MATERIAL FOR THE TASK:

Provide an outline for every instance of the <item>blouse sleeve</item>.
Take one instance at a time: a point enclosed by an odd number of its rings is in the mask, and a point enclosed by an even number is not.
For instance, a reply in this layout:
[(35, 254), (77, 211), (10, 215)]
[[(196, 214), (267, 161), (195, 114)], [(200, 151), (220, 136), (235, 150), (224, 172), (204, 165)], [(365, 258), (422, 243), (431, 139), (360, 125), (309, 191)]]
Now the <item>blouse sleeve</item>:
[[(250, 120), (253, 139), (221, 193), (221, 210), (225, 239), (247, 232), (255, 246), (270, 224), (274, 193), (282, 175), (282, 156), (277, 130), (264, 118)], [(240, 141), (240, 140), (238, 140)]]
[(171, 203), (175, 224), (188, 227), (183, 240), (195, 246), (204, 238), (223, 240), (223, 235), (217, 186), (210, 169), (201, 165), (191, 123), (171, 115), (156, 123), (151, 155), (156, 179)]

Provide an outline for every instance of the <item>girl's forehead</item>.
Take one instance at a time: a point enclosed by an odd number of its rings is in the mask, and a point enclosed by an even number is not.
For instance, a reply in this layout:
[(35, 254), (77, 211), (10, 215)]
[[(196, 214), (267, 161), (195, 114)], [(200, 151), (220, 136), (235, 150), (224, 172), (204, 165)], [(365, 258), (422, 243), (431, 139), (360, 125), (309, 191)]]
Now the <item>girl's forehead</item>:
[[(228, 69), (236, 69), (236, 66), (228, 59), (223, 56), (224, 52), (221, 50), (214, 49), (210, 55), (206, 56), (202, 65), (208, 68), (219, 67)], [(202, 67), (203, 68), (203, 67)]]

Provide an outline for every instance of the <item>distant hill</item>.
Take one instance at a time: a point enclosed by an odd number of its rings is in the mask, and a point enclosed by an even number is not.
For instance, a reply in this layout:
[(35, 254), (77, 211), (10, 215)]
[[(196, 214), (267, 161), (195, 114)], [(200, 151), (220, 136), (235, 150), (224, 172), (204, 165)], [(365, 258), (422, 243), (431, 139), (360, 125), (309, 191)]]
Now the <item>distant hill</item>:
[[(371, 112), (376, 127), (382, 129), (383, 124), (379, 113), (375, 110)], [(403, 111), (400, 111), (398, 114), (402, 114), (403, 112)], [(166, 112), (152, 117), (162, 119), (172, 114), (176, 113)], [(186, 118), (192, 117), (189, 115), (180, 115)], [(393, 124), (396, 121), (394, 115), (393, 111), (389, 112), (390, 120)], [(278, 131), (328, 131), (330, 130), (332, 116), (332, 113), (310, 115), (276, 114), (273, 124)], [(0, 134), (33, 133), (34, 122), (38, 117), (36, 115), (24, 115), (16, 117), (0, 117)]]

AIM OF THE TASK:
Can you pull out the data from its very first line down through the line containing "155), (156, 179)]", reproducing each line word for word with both end lines included?

RESPONSE TO THIS TASK:
Provide an outline for every instance of the <item>blouse sleeve</item>.
Take one instance at a time: a point enclosed by an odd number of its rings is in the mask, and a point enclosed by an even number is not.
For instance, a reply in this layout:
[(35, 254), (77, 211), (10, 215)]
[[(196, 214), (267, 161), (195, 114)], [(200, 151), (220, 136), (235, 150), (224, 172), (204, 165)], [(365, 258), (422, 243), (431, 139), (360, 125), (309, 191)]]
Now the <item>blouse sleeve</item>:
[[(250, 120), (253, 139), (221, 193), (221, 210), (225, 239), (247, 232), (255, 246), (270, 224), (274, 193), (282, 175), (282, 156), (277, 130), (264, 118)], [(240, 141), (240, 140), (238, 140)]]
[(171, 203), (175, 224), (188, 227), (183, 240), (195, 246), (204, 238), (223, 240), (223, 235), (217, 186), (210, 169), (201, 165), (191, 123), (171, 115), (156, 123), (151, 155), (156, 179)]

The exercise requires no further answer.